Texto da página:
Sexo.
O problema das memórias é que não
temos controle sobre quais vão permanecer. Não podemos escolher em reter,
somente, a memória que nos faz sorrir e pensar que o melhor ainda estar por
vir. Ao contrário, eu diria que as piores memórias são aquelas mais difíceis de
se desapegar. São os fracassos que nos lembramos com terrível permanência. Um
amigo meu, com trinta anos, diz que nunca mais foi o mesmo desde a sua primeira
lembrança romântica. Ele age, como um misógino, passando de mulher para mulher,
sem anotar o nome no telefone, traindo qualquer relacionamento possível, sem
nunca se apegar além do necessário, do extremamente mínimo.
Ele chegou na casa da namorada,
algumas horas antes do horário combinado. Ele andou, lentamente, pela sala da
casa. As roupas estavam jogadas no chão. Calças jeans, cuecas, casacos, meias e
sapatos. Tudo parecia deslocado naquela casa organizada. Ele pensou, primeiro,
que os pais delas poderiam estar fazendo sexo naquele momento. Tal pensamento
lhe comprou alguns segundos de tranquilidade, mas ele, ainda, lembrava daquele sutiã,
daquela camiseta e daquele cheiro de sexo no ar. Tinha que ser sua namorada. O
barulho estava aumentando, enquanto ele andava na direção do quarto dos pais da
menina. Era alto, pulsante, contagiante. Gemidos, bateres de perna,
agressividade. Ele respirou fundo, antes de entrar no quarto. Passou pelo
corredor como se, realmente, não quisesse chegar ao seu destino. Pensou que
poderia dar as costas, e não ter que pensar sobre o assunto. Aquilo não havia
acontecido. Ele sabia que no momento que ele pisasse naquele quarto, algo
mudaria. Quando nosso coração é quebrado pela primeira vez, é uma sensação única,
praticamente, inexpressável. É uma dor tão intensa que parece que não vai
acabar. Ele poderia ter agido, de forma machista, e ter cometido um ato de
violência. Ele certamente era capaz para tanto. Ironicamente, eles viram ele e,
ainda assim, continuaram. Ele andou até a porta de casa. Meu amigo nunca me
descreveu o que havia acontecido depois, mas tenho certeza que ele chorou. Ele nunca
admitiria, mas imagino ele, na frente daquela enorme mansão, chorando muito,
sem parar. Ninguém assistindo. Um momento da mais sincera solidão.

Registros de dados:
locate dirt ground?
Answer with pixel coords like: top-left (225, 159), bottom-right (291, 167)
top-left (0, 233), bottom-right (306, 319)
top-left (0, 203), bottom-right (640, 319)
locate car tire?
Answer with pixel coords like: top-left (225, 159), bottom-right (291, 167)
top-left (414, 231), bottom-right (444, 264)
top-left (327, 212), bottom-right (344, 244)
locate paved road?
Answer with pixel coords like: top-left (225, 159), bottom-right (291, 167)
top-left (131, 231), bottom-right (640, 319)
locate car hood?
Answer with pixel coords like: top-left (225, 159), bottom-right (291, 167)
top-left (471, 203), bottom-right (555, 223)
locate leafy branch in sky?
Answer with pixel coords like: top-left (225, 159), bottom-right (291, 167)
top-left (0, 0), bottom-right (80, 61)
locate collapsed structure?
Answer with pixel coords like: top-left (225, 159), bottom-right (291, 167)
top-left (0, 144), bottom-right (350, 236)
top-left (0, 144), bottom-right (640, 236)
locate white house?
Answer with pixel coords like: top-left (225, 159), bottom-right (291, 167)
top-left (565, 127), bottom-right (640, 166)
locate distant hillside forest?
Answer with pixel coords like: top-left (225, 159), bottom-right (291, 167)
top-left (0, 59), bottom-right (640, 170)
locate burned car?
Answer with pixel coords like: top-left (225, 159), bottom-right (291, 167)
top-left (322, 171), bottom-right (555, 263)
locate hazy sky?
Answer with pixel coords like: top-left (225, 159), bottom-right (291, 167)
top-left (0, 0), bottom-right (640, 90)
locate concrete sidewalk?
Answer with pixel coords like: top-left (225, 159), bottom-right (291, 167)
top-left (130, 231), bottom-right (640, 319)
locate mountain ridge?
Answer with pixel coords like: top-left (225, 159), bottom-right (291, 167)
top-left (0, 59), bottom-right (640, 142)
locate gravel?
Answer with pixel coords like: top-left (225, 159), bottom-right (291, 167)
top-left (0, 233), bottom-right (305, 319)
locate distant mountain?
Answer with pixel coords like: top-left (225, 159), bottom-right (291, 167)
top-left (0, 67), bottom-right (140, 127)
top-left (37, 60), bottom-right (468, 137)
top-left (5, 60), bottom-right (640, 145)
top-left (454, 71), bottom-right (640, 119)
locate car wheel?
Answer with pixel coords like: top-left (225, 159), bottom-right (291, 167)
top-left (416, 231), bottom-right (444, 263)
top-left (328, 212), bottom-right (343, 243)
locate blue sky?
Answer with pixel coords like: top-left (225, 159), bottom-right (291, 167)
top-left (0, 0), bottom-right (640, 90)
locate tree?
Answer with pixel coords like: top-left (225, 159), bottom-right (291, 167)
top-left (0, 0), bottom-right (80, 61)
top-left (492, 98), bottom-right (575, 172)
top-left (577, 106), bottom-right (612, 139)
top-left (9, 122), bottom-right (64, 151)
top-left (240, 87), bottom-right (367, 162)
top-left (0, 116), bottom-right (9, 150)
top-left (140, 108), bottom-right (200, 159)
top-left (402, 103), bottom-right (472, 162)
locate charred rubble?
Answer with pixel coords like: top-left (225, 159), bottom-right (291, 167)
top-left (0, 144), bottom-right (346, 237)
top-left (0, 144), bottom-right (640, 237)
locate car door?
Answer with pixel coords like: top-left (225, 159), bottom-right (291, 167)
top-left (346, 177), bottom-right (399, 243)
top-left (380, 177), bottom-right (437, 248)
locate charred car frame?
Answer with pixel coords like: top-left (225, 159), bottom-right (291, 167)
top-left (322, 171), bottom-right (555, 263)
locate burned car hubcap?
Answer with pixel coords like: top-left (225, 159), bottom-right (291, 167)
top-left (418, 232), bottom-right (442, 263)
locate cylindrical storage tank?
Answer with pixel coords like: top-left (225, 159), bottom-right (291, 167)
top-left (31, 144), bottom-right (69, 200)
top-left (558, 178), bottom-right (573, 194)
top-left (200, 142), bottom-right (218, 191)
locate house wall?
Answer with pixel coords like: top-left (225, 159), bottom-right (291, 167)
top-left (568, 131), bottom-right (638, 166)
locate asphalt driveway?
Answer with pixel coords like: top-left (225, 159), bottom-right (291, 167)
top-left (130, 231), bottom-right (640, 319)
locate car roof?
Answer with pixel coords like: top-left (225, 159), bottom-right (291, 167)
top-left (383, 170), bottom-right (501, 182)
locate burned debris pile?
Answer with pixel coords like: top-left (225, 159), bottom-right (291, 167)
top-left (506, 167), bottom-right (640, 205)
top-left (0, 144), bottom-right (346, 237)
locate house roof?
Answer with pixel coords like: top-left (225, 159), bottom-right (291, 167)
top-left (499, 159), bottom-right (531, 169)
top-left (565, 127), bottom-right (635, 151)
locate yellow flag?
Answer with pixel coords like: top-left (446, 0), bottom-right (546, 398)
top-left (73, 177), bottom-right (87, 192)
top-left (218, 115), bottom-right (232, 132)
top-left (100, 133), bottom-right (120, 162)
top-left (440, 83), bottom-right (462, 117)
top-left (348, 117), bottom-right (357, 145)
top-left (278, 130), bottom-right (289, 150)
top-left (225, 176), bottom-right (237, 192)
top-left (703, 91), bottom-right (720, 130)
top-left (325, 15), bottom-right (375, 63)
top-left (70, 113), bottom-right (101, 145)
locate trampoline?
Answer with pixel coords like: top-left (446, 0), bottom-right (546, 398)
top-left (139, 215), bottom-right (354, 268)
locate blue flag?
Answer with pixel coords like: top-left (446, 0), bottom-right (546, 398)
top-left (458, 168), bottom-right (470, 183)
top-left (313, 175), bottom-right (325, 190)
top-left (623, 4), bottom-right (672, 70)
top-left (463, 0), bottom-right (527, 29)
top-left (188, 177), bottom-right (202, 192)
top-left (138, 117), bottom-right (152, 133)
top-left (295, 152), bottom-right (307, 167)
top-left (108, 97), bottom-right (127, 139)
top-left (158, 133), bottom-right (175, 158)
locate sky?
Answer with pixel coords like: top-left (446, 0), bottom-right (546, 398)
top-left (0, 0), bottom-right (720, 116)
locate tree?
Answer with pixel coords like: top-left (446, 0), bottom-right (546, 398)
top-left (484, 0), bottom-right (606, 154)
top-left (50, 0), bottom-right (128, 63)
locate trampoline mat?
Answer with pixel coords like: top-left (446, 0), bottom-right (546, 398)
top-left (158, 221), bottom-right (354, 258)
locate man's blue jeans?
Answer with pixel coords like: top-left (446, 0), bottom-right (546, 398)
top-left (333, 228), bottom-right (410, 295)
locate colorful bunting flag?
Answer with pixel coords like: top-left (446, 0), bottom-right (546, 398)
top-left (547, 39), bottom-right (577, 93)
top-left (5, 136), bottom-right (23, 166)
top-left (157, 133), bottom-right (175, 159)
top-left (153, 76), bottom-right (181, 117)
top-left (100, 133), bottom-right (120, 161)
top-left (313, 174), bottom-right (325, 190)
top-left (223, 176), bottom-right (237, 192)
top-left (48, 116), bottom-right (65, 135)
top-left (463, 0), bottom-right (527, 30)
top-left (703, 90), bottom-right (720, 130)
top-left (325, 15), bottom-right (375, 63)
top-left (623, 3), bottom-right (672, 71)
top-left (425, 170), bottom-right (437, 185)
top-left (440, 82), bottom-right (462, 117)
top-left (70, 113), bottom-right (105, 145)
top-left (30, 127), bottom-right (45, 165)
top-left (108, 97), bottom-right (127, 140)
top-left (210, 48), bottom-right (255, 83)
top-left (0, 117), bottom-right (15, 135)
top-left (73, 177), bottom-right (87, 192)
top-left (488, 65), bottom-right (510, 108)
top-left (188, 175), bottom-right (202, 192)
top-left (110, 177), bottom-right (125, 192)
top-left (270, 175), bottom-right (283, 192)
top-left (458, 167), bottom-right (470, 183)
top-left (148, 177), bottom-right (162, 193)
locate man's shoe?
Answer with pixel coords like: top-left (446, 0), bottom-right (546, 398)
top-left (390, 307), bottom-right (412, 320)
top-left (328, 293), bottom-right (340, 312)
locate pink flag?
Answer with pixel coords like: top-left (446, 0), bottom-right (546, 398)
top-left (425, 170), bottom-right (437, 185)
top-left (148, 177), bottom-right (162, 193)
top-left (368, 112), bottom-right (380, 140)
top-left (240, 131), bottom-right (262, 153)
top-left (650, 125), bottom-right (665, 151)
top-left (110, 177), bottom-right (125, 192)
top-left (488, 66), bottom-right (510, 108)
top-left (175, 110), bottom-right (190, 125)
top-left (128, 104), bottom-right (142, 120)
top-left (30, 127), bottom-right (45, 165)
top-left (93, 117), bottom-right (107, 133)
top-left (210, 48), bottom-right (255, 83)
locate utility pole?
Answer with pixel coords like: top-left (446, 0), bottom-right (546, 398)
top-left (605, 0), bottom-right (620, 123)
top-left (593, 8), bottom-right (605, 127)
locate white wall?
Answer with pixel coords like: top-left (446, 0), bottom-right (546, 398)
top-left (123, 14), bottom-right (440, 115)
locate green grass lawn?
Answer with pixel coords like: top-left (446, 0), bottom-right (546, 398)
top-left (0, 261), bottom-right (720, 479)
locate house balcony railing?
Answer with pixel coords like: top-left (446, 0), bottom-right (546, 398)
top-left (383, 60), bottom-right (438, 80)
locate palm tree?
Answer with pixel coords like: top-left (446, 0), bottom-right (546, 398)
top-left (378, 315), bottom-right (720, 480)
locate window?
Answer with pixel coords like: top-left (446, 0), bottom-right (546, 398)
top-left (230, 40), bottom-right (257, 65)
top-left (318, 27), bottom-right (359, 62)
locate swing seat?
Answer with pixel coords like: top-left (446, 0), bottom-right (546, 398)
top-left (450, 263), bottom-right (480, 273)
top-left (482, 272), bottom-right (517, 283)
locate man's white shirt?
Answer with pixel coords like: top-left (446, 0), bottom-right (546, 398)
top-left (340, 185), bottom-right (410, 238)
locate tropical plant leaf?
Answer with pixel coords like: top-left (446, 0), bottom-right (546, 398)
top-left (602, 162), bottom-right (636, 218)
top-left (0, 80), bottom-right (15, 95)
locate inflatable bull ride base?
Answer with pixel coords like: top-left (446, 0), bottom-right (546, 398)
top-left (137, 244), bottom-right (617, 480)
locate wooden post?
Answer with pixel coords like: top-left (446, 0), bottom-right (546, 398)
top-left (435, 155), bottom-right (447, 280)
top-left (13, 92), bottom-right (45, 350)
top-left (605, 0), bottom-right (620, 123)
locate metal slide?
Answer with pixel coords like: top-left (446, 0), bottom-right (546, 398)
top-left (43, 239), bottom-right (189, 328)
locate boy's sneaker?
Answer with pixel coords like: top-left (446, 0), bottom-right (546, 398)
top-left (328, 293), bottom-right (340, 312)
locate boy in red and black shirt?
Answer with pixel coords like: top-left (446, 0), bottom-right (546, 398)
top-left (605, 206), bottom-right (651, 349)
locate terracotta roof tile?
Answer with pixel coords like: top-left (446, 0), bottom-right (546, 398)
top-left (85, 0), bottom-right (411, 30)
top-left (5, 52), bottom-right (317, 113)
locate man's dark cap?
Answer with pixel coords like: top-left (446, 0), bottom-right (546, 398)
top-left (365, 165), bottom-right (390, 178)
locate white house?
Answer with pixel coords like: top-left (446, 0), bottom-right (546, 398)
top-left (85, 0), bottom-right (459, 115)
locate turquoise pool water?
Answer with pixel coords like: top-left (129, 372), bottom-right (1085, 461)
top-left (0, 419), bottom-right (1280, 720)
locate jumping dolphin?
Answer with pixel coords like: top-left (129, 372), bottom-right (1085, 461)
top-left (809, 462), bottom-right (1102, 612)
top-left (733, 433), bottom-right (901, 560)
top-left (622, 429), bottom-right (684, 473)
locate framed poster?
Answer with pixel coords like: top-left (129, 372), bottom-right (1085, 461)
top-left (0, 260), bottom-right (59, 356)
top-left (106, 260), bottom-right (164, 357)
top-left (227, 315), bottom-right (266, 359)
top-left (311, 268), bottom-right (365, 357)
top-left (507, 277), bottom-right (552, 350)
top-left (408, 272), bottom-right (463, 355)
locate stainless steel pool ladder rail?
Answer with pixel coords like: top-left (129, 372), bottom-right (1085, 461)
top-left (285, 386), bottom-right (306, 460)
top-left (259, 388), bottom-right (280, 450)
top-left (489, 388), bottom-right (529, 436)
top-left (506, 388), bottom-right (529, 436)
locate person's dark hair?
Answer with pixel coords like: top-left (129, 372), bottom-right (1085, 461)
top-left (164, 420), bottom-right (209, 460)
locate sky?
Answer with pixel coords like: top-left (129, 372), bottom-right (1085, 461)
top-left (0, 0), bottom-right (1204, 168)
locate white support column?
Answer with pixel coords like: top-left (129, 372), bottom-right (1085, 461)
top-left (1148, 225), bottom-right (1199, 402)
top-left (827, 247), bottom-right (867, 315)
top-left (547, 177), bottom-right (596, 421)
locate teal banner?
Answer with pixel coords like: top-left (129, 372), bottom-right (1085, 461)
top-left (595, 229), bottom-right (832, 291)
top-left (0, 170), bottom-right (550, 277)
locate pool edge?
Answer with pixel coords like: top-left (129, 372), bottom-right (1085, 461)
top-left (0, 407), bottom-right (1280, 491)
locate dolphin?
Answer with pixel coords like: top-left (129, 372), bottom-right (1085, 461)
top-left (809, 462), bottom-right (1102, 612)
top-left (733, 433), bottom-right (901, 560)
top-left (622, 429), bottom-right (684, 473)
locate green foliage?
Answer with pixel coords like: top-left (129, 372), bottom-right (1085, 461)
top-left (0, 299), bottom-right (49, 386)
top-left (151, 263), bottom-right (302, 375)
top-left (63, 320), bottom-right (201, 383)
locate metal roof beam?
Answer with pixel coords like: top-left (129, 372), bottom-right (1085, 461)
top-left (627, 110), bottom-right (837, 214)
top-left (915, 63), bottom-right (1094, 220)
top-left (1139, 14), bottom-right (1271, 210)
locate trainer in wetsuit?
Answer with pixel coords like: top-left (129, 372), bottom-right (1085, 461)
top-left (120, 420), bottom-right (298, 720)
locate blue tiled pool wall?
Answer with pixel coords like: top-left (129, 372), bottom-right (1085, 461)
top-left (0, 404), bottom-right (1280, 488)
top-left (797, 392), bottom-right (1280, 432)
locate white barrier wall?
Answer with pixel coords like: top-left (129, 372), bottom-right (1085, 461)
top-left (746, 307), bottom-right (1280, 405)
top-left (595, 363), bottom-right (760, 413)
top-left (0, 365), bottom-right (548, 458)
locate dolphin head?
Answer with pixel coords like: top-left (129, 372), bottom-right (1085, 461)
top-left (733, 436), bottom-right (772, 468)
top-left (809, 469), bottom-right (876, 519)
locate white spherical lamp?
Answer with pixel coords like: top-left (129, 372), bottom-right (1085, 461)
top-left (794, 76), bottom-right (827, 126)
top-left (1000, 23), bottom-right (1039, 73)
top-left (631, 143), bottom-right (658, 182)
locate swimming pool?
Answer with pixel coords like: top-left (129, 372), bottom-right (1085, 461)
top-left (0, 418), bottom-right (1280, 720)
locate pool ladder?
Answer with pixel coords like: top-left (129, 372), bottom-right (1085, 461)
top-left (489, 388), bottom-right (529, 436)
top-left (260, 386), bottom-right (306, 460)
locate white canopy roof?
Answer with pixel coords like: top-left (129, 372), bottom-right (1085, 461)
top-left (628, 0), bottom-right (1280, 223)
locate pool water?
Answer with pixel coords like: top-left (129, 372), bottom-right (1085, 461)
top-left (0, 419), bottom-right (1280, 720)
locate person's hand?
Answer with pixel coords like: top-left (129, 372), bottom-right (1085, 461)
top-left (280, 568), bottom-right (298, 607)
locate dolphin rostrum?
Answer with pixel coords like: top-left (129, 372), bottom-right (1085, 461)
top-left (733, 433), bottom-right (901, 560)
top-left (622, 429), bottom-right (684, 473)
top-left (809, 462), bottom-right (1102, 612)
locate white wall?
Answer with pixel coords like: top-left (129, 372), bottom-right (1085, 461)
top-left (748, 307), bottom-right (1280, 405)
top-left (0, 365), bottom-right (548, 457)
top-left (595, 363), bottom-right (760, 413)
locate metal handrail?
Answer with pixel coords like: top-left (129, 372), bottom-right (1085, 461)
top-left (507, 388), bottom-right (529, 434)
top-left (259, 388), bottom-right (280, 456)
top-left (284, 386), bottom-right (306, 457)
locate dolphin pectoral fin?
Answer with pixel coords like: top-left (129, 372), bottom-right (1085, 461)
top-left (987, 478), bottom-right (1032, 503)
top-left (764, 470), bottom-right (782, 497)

Verifique sua compreensão:
1 – Liste as peças de roupa que o texto da página enumera como jogadas no chão da sala.
2 – Transcreva do texto da página o trecho que começa em "O problema das" e segue até "do extremamente mínimo.".

Respostas por tarefa:
1 – Calças jeans, cuecas, casacos, meias e sapatos.

2 –
O problema das memórias é que não
temos controle sobre quais vão permanecer. Não podemos escolher em reter,
somente, a memória que nos faz sorrir e pensar que o melhor ainda estar por
vir. Ao contrário, eu diria que as piores memórias são aquelas mais difíceis de
se desapegar. São os fracassos que nos lembramos com terrível permanência. Um
amigo meu, com trinta anos, diz que nunca mais foi o mesmo desde a sua primeira
lembrança romântica. Ele age, como um misógino, passando de mulher para mulher,
sem anotar o nome no telefone, traindo qualquer relacionamento possível, sem
nunca se apegar além do necessário, do extremamente mínimo.